Point labeling examples
· · ·

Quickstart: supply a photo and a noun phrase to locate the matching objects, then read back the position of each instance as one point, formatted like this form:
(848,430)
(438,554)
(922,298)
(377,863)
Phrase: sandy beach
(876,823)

· · ·

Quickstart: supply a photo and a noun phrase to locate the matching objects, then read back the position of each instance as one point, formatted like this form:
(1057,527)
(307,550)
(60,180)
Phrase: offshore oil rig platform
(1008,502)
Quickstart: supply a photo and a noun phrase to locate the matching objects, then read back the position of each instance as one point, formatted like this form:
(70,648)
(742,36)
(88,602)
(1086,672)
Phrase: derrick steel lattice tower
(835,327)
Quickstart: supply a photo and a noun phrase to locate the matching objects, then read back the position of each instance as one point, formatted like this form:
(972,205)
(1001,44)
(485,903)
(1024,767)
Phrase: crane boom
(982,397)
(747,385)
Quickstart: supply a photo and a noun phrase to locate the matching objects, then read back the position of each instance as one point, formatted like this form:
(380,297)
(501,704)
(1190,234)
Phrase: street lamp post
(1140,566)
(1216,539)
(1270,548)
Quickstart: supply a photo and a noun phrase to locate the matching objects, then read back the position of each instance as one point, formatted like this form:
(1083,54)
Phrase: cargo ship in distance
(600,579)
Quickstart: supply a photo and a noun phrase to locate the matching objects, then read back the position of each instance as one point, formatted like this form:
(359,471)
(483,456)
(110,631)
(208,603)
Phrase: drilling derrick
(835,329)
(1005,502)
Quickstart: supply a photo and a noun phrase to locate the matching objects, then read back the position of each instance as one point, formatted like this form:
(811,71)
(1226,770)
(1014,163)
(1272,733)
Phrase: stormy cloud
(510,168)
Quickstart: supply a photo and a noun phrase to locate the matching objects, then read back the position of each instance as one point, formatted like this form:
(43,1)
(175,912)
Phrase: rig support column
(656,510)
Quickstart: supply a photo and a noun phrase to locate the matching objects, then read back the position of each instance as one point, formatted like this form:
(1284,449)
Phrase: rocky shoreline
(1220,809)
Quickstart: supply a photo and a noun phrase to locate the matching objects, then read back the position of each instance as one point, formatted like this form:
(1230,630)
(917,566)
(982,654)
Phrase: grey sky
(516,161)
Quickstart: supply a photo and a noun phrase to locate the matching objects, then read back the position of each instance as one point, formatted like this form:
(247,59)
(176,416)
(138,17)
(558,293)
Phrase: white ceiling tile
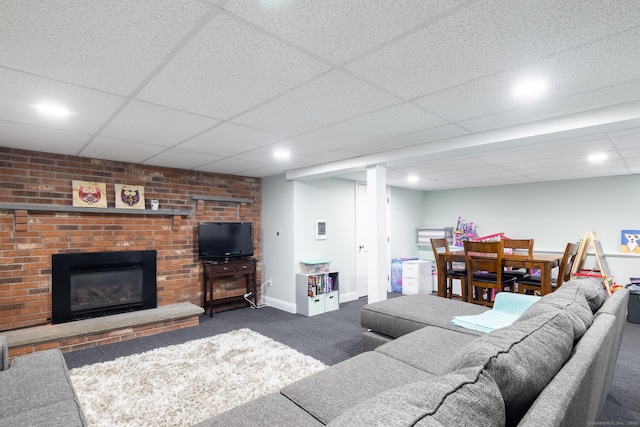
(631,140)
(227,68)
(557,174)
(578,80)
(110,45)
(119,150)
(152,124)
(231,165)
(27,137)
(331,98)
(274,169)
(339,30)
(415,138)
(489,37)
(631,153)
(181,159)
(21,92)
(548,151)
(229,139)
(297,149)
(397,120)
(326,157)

· · ·

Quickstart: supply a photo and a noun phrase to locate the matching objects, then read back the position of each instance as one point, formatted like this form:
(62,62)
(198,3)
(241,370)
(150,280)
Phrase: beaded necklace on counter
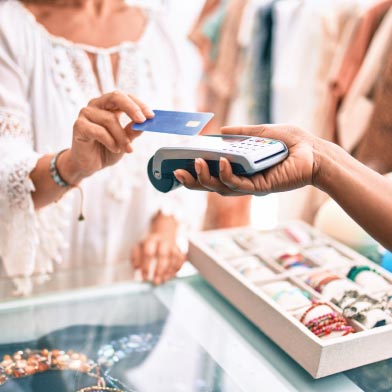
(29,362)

· · ·

Work to do ::
Please gather every line of the material above that contains the string "derrick" and copy each one out in full. Case counts.

Complete response ::
Phrase: derrick steel lattice tower
Phrase: drilling derrick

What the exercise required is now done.